## [Activity]
Begin at the line below that has "Target: white door frame" and stop after the line that has "form [(354, 655)].". Please restate only those lines, word for word.

Data under study section start

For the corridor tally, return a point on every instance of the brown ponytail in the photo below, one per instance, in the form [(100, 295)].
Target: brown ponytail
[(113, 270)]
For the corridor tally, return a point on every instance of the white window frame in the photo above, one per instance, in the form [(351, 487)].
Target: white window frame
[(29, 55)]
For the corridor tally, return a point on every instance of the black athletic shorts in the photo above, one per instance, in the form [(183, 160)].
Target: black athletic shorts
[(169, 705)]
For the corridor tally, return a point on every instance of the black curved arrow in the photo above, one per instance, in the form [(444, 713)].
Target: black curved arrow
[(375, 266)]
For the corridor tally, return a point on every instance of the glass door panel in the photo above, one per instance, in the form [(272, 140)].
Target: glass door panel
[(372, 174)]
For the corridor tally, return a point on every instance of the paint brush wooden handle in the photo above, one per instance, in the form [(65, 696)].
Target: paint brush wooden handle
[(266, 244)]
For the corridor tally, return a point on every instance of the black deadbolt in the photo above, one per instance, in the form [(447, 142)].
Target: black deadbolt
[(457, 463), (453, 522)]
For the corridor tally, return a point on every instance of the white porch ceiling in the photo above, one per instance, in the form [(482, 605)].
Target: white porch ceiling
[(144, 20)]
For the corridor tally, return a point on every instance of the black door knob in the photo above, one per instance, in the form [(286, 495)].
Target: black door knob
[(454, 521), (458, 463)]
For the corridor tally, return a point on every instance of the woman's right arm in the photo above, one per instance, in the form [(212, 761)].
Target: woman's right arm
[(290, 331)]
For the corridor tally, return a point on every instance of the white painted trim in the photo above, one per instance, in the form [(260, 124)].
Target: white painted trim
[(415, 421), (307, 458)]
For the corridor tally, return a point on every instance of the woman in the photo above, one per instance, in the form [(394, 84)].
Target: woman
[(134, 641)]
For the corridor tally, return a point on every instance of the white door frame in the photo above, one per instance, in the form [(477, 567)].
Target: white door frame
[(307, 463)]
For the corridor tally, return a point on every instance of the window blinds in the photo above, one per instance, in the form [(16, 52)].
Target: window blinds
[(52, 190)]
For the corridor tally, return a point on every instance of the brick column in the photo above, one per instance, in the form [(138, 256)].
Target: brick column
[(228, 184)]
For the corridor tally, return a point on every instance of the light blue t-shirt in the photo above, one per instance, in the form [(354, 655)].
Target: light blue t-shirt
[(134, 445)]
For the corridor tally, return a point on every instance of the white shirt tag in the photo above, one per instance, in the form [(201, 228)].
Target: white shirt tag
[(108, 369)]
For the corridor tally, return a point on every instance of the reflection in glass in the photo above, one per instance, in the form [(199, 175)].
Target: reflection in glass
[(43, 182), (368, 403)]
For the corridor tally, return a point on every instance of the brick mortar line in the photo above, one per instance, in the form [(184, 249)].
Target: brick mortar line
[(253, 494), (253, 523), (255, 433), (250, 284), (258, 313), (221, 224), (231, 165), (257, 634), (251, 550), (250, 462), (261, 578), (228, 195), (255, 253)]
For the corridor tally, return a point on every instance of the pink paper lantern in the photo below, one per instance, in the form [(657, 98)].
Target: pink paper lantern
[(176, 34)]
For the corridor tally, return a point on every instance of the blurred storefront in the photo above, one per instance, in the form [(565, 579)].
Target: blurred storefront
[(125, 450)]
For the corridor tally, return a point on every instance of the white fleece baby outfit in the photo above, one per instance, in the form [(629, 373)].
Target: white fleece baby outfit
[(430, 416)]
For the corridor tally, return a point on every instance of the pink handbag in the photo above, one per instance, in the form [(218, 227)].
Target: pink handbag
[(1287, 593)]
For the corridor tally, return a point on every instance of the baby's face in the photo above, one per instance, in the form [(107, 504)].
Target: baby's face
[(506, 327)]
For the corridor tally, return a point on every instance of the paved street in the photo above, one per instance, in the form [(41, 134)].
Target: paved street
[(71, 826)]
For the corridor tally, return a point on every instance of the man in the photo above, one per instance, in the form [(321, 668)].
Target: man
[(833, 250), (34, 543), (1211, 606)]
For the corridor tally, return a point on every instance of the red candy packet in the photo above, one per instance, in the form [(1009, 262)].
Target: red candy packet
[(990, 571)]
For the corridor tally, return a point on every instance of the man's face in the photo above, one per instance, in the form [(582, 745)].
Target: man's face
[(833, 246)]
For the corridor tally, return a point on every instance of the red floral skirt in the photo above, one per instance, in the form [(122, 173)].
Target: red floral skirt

Data under study section end

## [Task response]
Target: white door frame
[(307, 463)]
For the corridor tally, return a point on every instance of the window blinds in the photo above, one per instance, in the form [(16, 52)].
Target: window blinds
[(52, 190)]
For the corridor tally, return a point on every instance of the brick column in the photo above, one per instance, in the form [(138, 256)].
Target: brick column
[(228, 184)]
For the corridor tally, return a point on every instance of the light blue t-shirt in the photo above, one per instance, in the form [(354, 655)].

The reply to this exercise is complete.